**Challenge**
Copy out exactly every line from the line containing "of the beige" until the records below end, inclusive of both boundary lines.

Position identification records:
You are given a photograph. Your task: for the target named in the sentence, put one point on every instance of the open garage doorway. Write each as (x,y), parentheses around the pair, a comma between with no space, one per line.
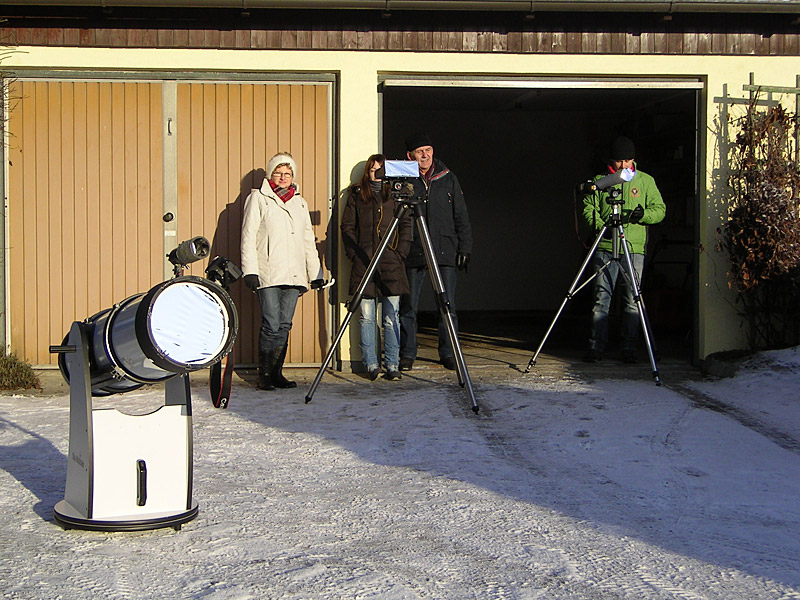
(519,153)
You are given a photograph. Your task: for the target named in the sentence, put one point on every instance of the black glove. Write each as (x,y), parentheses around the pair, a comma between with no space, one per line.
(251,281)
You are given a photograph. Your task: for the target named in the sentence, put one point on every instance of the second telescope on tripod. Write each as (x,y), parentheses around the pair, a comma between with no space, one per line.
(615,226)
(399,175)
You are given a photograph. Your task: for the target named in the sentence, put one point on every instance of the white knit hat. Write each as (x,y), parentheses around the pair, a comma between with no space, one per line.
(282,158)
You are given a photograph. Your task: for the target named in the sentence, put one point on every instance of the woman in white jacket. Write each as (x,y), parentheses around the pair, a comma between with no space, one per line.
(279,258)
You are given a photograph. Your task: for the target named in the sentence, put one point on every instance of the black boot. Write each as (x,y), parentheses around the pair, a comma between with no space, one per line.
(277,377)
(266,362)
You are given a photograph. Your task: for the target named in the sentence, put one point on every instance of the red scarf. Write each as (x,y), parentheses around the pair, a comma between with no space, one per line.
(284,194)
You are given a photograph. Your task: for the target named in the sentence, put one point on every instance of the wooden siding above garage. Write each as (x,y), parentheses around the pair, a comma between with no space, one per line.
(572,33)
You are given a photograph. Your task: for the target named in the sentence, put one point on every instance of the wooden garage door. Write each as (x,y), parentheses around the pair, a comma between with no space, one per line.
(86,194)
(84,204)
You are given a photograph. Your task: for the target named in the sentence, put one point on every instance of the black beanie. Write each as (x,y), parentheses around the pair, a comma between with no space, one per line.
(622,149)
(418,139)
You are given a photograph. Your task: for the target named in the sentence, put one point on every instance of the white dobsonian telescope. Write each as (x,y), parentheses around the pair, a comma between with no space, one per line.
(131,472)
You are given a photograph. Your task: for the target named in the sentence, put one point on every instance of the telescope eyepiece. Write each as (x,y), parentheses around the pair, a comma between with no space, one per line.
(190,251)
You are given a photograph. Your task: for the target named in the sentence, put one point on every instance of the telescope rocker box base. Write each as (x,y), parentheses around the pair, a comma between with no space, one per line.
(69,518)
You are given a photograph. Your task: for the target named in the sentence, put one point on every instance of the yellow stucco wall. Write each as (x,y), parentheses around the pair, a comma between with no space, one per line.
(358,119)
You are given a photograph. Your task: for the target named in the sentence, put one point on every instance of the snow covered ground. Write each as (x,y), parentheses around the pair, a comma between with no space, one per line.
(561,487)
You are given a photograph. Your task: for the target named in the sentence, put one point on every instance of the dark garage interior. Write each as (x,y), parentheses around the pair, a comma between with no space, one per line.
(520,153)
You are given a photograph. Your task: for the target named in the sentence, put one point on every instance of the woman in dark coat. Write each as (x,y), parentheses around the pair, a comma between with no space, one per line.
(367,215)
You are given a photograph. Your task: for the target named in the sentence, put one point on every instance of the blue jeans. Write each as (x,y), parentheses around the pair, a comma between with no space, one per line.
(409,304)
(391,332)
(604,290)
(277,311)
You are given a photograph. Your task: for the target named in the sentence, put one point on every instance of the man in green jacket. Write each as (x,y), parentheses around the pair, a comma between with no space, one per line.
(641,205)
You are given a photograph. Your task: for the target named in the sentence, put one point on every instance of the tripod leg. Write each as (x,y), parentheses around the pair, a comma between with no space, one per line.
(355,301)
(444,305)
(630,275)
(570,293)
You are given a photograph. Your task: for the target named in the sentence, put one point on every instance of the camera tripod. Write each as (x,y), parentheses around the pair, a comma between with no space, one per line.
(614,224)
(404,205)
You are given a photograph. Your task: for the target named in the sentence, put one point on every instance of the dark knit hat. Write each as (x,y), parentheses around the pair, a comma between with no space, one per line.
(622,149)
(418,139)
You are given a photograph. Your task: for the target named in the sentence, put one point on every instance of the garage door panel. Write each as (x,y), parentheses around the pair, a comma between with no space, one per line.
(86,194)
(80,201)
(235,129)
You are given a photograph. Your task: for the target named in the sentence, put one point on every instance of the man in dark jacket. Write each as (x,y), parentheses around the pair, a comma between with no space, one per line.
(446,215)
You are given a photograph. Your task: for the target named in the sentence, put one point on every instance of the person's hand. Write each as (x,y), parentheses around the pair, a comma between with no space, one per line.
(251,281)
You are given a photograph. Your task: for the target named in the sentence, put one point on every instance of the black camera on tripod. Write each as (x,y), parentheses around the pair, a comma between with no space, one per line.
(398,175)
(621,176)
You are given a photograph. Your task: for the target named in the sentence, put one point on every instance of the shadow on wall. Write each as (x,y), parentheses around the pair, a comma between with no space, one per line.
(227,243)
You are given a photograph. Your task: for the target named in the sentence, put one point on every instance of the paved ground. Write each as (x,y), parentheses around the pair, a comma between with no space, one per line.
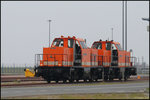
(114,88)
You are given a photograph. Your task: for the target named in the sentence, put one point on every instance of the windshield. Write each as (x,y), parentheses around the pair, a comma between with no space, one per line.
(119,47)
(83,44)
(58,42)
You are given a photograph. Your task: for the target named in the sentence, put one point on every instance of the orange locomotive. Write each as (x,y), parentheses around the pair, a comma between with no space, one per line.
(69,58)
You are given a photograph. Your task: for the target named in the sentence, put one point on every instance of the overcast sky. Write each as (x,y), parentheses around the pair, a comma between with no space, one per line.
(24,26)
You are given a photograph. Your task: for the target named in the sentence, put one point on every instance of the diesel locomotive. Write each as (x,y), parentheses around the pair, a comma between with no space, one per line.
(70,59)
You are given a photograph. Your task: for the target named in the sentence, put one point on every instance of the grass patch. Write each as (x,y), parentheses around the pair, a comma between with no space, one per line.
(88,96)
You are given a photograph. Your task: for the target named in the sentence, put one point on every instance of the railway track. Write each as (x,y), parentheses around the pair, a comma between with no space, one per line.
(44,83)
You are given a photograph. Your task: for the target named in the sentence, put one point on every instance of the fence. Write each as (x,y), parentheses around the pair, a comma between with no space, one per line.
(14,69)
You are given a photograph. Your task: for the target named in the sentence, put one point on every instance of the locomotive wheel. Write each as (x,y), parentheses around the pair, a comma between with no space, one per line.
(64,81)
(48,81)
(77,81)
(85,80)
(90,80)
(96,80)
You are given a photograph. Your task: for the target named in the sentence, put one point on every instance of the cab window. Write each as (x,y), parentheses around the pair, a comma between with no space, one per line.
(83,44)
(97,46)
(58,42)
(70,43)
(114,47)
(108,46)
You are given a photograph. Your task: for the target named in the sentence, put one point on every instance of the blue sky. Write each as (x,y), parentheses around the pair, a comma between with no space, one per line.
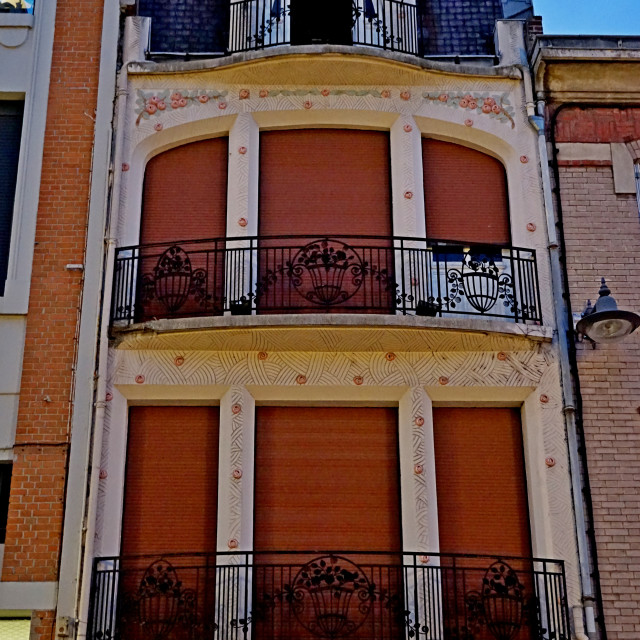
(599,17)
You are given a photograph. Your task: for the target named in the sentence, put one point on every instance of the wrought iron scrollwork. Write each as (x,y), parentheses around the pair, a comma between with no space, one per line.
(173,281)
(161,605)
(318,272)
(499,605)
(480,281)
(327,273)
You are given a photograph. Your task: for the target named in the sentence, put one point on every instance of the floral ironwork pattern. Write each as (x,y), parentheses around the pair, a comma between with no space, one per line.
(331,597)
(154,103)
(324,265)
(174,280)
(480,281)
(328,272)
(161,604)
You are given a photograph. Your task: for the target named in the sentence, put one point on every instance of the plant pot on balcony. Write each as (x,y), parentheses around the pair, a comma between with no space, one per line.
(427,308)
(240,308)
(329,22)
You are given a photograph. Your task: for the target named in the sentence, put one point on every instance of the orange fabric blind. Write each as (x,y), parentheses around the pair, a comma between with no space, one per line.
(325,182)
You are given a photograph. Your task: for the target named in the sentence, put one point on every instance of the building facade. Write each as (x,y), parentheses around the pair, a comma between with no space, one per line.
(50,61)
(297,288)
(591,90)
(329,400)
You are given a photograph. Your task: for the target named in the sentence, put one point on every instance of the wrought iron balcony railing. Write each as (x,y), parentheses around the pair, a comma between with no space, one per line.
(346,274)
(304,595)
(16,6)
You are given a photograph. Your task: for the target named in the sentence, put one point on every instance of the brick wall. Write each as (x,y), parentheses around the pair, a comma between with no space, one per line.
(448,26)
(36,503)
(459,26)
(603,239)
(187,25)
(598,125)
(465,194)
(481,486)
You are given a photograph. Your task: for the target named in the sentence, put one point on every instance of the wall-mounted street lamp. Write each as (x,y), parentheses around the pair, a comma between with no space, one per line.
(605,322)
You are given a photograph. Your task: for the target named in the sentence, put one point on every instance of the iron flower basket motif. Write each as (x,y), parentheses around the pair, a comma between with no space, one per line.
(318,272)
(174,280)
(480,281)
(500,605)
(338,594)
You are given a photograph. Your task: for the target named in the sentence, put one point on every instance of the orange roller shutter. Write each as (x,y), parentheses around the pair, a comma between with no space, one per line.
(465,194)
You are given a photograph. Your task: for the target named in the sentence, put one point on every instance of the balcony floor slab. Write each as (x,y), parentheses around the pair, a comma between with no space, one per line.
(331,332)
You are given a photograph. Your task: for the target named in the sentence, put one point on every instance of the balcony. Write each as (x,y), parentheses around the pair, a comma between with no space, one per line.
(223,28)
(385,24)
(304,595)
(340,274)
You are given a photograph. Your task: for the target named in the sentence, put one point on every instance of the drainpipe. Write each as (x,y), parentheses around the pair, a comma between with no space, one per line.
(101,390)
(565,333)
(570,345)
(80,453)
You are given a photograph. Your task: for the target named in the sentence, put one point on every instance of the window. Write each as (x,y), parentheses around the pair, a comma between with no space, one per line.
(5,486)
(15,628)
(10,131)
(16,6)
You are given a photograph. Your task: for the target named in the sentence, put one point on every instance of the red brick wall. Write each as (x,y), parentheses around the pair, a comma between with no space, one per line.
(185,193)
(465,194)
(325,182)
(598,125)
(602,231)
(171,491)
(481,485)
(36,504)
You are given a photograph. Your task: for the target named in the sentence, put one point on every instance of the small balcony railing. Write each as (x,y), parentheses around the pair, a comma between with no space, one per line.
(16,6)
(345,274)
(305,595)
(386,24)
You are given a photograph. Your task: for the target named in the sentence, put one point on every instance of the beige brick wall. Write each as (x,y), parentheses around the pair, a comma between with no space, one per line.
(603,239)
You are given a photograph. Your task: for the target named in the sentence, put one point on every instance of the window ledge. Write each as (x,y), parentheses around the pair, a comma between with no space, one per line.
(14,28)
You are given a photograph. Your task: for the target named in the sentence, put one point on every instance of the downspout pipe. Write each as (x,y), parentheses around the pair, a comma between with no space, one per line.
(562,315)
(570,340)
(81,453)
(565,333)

**Response for this exercise**
You are given a photograph. Your task: for the target named in the sentence, put one point on every instance of the beige brick wall. Write each as (x,y), parentheses around the pair, a comma between with no space, one per line.
(603,239)
You are given a photograph. Your task: for the target named in the sentence, put one point on every instance of the window ledge. Write each as (x,y), parentheses around the pair, a comma between with no space, one per line.
(14,28)
You are given a photograph. Your task: for the target named in the sentence, put one point on every instance of the downspout pipe. Write each as (x,y), parentheses around the pair, a comma between with no space, one per line.
(562,315)
(570,340)
(81,453)
(565,333)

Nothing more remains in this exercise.